- What the exercise asks -
Write the records out again. Match them exactly.

*** Opening of Records for this exercise ***

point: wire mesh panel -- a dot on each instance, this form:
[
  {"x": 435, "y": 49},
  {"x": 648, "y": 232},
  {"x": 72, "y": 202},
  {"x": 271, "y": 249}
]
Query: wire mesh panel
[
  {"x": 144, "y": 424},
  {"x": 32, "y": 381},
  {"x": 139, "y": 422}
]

*** Close of Records for this exercise ***

- Your response -
point: wire mesh panel -- a dot on each instance, this form:
[
  {"x": 435, "y": 49},
  {"x": 648, "y": 232},
  {"x": 72, "y": 202},
  {"x": 271, "y": 249}
]
Query: wire mesh panel
[
  {"x": 144, "y": 424},
  {"x": 32, "y": 381},
  {"x": 139, "y": 422}
]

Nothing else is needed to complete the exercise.